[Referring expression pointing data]
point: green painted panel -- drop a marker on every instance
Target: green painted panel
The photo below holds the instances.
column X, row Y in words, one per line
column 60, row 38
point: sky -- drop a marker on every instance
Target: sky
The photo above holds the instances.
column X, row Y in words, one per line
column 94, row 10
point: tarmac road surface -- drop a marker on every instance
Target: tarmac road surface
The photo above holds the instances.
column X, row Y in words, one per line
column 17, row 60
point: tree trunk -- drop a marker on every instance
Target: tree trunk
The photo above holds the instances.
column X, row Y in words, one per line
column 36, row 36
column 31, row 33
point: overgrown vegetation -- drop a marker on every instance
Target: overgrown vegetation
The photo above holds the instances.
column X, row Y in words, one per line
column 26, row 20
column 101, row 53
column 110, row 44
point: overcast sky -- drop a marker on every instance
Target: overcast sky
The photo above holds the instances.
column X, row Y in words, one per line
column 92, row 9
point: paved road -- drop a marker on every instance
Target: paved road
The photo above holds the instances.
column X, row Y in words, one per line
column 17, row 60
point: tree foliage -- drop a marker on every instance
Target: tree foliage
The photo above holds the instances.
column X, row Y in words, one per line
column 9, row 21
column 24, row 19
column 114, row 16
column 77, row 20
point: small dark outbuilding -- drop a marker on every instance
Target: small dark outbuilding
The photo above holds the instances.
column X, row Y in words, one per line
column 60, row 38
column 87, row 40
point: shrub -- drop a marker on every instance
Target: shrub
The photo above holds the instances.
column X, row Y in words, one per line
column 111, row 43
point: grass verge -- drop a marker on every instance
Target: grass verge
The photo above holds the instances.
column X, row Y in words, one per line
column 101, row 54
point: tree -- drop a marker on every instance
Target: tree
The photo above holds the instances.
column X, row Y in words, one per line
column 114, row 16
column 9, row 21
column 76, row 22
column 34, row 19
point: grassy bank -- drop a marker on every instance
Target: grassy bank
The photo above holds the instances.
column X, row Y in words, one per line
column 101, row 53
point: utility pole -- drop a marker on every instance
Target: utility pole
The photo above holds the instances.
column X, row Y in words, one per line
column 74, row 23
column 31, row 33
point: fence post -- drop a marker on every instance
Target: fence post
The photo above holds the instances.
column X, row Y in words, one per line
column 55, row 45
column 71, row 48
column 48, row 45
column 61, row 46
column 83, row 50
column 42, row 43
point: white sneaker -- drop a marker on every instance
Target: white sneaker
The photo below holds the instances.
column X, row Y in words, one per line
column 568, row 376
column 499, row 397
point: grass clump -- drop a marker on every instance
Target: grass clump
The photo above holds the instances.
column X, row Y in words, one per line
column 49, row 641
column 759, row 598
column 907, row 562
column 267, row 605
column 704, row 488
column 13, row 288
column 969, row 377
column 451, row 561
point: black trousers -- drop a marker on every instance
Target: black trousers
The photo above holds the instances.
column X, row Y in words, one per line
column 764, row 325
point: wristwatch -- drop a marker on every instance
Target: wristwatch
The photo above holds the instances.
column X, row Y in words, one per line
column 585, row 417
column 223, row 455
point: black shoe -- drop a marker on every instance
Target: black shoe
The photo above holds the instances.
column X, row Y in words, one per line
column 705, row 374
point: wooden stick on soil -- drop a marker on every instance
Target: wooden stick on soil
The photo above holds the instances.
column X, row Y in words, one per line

▶ _PROBLEM TO SOLVE_
When copying the data above, please keep exactly the lines from its first line through the line with "Target: tarmac road surface", both ends included, and drop the rest.

▶ _RESPONSE AREA_
point: green painted panel -- drop a marker on every instance
Target: green painted panel
The photo below holds the instances.
column X, row Y in words, one per line
column 60, row 38
point: sky -- drop a marker on every instance
Target: sky
The photo above holds the instances.
column X, row Y in words, one per line
column 94, row 10
point: tarmac road surface -- drop a marker on every instance
Target: tarmac road surface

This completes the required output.